In discussing the same subject in State ex rel. Dickinson v. Neely, 30 S. C. 587, 9 S. E. 664, 665, 3 L. R. A. 672, Justice Mclver used this language: “As we understand it, the legislature has been invested by the people with unlimited power of taxation, except as restrained by some constitutional provisions; and it has also been authorized by section 8, art. 9, to delegate this high power of taxation to certain specified subordinate agencies, for certain specified purposes. It may then be said that, in respect to taxation, the legislature has been invested with two distinct classes of powers, — one which it exercises at its own sovereign will, the other which it delegates'to some subordinate agency, to be exercised by such agency at its will, within the prescribed limits. Now, while there are limitations to both of these classes of powers, the limitations are not the same. In the former the only limitation is some constitutional provision, while in the latter there may be, and usually are, additional limitations prescribed in the act delegating the power. But the more material distinction between these two classes of powers is (so far as concerns the present discussion) that in the former the only limitation imposed by the constitution, so far as the purpose for which the tax is imposed is concerned, is that it shall be a public purpose, while in the latter the limitation is that it shall also be for a corporate purpose.”

In Shelor v. Pace, Supervisor, et al., 151 S. C. 99, 148 S. E. 726, 731, decided under the Constitution of 1895, Justice Cothran observed: “The Legislature, in the absence of constitutional inhibition, inherently had the power, as the representative of the people, to grant counties the authority to levy taxes. Section 6 of article 10 is a restriction on that power. * * * The fact that the framers of the Constitution gave expression in section 5 of article 10 to a power inherent in the. legislative body would seem to argue the intent to emphasize that power, and establish it clear of any implied limitations arising from any other section.”

The power of the Legislature to authorize a county to levy taxes was also recognized by Justice Woods in the following language found in State ex rel. People’s Bank of Greenville v. Goodwin, 81 S. C. 419, 62 S. E. 1100, 1102: “By section 5, art. 10 of the Constitution, the General Assembly was authorized to vest in the municipal'authorities of a county the power to lay taxes for. corporate purposes, but the General Assembly has not seen fit to confer the power on the county board of commissioners, except a limited power to lay a special tax of one mill for roads.”

Moseley et al. v. Welch et al., supra, 209 S. C. 19, 39 S. E. (2d) 133, involved the validity of an act adopting the “County Unit Plan” of education for Williamsburg County. The County Board of Education created under the terms of this act was authorized to fix and determine the budgets for the school districts of the County and the County Auditor was directed to levy annually a sufficient county-wide tax to meet the cost of the operation of the schools. The Board was further empowered to borrow money in anticipation of taxes and to' otherwise control the fiscal operation of the schools of the county. These features of the act were upheld and the authority of the County 'Board of Education to levy taxes was sustained under Section 5, Article 10 of the Constitution.

_____

EXERCISE TASK.
Continue the court opinion on the legislature's power to delegate taxation to counties, starting after its final sentence.

_____

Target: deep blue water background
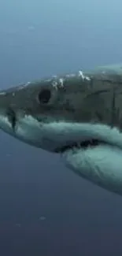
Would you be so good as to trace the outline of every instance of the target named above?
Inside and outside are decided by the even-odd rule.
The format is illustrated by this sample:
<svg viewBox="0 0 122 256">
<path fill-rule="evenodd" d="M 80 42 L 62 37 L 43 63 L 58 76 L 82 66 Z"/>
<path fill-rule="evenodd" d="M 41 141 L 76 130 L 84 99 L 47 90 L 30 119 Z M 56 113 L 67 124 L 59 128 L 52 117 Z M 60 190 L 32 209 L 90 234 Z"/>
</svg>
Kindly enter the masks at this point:
<svg viewBox="0 0 122 256">
<path fill-rule="evenodd" d="M 0 87 L 122 61 L 120 0 L 1 0 Z M 122 255 L 122 198 L 0 132 L 0 255 Z"/>
</svg>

_____

TASK RESULT.
In none of the cases just reviewed is there any significance attached to the fact that the word “levy” is not used in Section 5, Article 10. Indeed, it was distinctly recognized in Southern Railway Co. v. Kay, 62 S. C. 28, 39 S. E. 785, 786, that the power “to assess and collect taxes”, given by Section. 5, Article 10, includes the power to “levy” taxes. In calling attention to the fact that the word “levy” is frequently used in more than one sense and its meaning in a particular instance must be determined by the context, the Court there observed: “It is sometimes used for the purpose of conferring all the powers incident to the creation and collection of a tax, as when ‘corporate authorities are vested with power to assess and collect taxes for corporate purposes.’ ” Similar provisions contained in other state constitutions have likewise been construed to include the power to levy taxes. State ex rel. Salt Lake City v. Eldredge, 27 Utah 477, 76 P. 337. South Covington and Cincinnati Street Railway Company v. Town of Bellevue, 105 Ky. 283, 49 S. W. 23, 57 L. R. A. 50.

Article 8,' Section 6 of the Constitution provides that “the corporate authorities of cities and towns in this State shall be vested with power to assess and collect taxes for corporate purposes”, which has been held to be “a direction to the General Assembly,' and not a direct and immediate conferring of'the power.” Charleston Heights Co. v. City Council of Charleston, 138 S. C. 187, 136 S. E. 393, 396. Although the word “levy” is not used in this section, the authority of the General Assembly to delegate to cities and towns the power to levy taxes has never been doubted. Carroll v. Town of York et al., 109 S. C. 1, 95 S. E. 121.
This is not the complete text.